*Work instructions:* What follows is a listing to be repeated in full and without alteration.

^^^^^^^^

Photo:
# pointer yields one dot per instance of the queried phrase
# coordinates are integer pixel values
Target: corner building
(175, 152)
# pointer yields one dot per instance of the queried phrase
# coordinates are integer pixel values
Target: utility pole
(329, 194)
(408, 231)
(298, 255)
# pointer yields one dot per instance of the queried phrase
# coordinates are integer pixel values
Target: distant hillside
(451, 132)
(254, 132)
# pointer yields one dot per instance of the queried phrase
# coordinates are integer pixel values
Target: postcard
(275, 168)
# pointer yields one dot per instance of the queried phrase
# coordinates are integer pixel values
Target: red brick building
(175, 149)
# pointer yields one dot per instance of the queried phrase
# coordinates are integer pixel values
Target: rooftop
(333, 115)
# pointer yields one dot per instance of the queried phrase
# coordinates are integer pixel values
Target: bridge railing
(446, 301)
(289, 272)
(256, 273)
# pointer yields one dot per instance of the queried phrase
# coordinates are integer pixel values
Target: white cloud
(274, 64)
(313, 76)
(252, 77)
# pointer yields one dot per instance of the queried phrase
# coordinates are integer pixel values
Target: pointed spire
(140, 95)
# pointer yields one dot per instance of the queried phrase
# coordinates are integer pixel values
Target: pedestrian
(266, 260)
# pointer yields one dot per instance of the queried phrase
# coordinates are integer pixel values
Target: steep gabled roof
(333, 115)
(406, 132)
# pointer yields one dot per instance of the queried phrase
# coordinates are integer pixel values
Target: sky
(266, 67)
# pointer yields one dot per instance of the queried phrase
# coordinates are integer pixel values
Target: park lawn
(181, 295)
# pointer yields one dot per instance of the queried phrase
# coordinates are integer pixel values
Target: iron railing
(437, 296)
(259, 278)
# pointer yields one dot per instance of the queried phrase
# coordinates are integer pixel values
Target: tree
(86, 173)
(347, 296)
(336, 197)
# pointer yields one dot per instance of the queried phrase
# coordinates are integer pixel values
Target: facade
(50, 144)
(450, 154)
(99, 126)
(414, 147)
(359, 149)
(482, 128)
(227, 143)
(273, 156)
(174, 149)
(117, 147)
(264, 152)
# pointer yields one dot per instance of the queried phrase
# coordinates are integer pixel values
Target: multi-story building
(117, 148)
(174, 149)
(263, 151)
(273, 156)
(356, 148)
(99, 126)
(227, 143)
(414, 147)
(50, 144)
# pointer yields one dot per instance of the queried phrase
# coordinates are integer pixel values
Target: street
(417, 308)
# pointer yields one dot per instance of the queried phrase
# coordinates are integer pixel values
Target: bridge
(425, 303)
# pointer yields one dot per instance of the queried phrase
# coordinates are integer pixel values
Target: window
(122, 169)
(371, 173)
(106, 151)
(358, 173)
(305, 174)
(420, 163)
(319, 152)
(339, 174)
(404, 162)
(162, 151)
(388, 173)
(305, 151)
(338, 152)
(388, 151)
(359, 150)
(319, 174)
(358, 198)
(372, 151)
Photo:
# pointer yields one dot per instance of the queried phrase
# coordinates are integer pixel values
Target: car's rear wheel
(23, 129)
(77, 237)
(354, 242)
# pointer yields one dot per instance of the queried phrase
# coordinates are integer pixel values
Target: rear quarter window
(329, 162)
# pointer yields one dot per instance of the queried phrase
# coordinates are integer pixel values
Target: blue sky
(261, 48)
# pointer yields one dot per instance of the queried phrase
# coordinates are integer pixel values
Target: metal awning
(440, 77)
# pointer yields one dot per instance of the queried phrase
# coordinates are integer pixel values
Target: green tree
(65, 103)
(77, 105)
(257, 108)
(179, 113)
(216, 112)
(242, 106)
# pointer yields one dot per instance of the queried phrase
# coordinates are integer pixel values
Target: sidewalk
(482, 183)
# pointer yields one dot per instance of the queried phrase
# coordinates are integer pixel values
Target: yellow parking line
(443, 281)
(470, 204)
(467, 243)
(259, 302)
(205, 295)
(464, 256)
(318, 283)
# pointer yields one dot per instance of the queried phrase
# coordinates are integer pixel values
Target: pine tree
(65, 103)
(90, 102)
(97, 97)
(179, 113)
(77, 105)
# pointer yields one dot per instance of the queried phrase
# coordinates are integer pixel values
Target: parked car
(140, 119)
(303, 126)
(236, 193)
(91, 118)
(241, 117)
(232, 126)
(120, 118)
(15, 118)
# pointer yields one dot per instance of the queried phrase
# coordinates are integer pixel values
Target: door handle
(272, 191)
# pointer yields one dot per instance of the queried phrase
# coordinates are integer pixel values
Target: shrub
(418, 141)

^^^^^^^^

*Solution to this task:*
Photo:
# pointer yields one dot per instance of the queried phrase
# coordinates are integer pixel values
Target: corner building
(175, 152)
# pointer yields one dot per instance of the queried phrase
# coordinates are integer pixel values
Target: utility pole
(329, 194)
(408, 231)
(298, 255)
# pointer yields one dot per instance of the queried phrase
# coordinates are integer pixel values
Target: distant hillside
(451, 132)
(254, 132)
# pointer yields one dot per instance of the queried phrase
# coordinates are integer pixel values
Target: postcard
(275, 168)
# pointer yields one dot per instance of the queried phrase
# coordinates are integer pixel values
Target: red brick building
(175, 149)
# pointer yields one dot per instance of the queried phrase
# coordinates are integer pixel values
Target: rooftop
(333, 115)
# pointer yields one dot per instance of the queried phrase
# coordinates are integer pixel values
Target: bridge railing
(446, 301)
(289, 272)
(256, 273)
# pointer yields one dot per instance of the queried phrase
# coordinates are integer pixel values
Target: white cloud
(274, 64)
(313, 76)
(252, 77)
# pointer yields one dot per instance of the queried phrase
# coordinates are integer pixel values
Target: pointed spire
(140, 95)
# pointer yields one dot per instance of the queried phrase
# coordinates are integer pixel values
Target: pedestrian
(266, 260)
# pointer yields one dot per instance of the queried phrase
# coordinates are integer pixel values
Target: steep gabled roof
(333, 115)
(406, 132)
# pointer yields one dot per instance of the queried phrase
# coordinates are integer pixel values
Target: sky
(266, 67)
# pointer yields one dot per instance of the queried phrase
# coordinates are integer pixel values
Target: park lawn
(181, 295)
# pointer yields one dot per instance of the queried phrase
# coordinates are integer pixel values
Target: iron railing
(437, 296)
(259, 278)
# pointer yields one dot per instance of the queried phrase
# coordinates are integer pixel values
Target: tree
(86, 173)
(347, 296)
(336, 197)
# pointer yields one dot per instance of the queried phrase
# coordinates are integer pixel values
Target: facade
(50, 144)
(450, 154)
(99, 126)
(414, 147)
(359, 149)
(482, 128)
(227, 143)
(273, 156)
(174, 149)
(117, 147)
(264, 152)
# pointer yields one dot per instance of the queried phrase
# coordinates are integer pixel values
Target: multi-story building
(117, 148)
(174, 149)
(263, 151)
(273, 156)
(356, 148)
(99, 126)
(227, 143)
(414, 147)
(50, 144)
# pointer yields one dot per instance of the queried phrase
# coordinates are integer pixel values
Target: street
(417, 308)
# pointer yields one dot per instance of the queried phrase
# coordinates are integer pixel values
Target: bridge
(425, 303)
# pointer yields one dot per instance of the queried phrase
# coordinates are integer pixel values
Target: window
(122, 169)
(371, 173)
(106, 151)
(358, 173)
(305, 174)
(420, 163)
(319, 152)
(339, 174)
(404, 162)
(162, 151)
(388, 173)
(305, 151)
(338, 152)
(388, 151)
(359, 150)
(319, 174)
(358, 198)
(372, 151)
Photo:
# pointer yields one dot per instance of the queried phrase
# coordinates are integer pixel values
Target: car's rear wheel
(23, 129)
(77, 237)
(354, 242)
# pointer yields one dot per instance of the queried phrase
# coordinates are integer pixel values
Target: rear quarter window
(329, 162)
# pointer yields one dot per instance of the queried phrase
# coordinates are integer pixel values
Target: blue sky
(261, 48)
# pointer yields one dot per instance of the queried phrase
# coordinates are integer pixel values
Target: metal awning
(440, 77)
# pointer yields one dot per instance of the queried phrase
# coordinates are integer pixel values
Target: green tree
(65, 103)
(77, 105)
(257, 108)
(179, 113)
(216, 112)
(242, 106)
# pointer yields one dot per instance of the queried phrase
# coordinates are integer pixel values
Target: sidewalk
(482, 183)
# pointer yields one dot per instance of the queried phrase
# coordinates are integer pixel values
Target: yellow parking line
(443, 281)
(470, 204)
(467, 243)
(259, 302)
(205, 295)
(464, 256)
(318, 283)
# pointer yields one dot per instance of the queried phrase
# coordinates are integer pixel values
Target: pine tree
(65, 103)
(90, 102)
(97, 97)
(179, 113)
(77, 105)
# pointer yields one dot per instance of the queried phrase
# coordinates are integer pixel values
Target: parked car
(140, 119)
(303, 126)
(236, 193)
(91, 118)
(241, 117)
(232, 126)
(120, 118)
(15, 118)
# pointer yields one dot per instance of the queried phrase
# coordinates are integer pixel values
Target: door handle
(272, 191)
# pointer yields one dot per instance of the queried phrase
# coordinates are integer pixel values
Target: shrub
(418, 141)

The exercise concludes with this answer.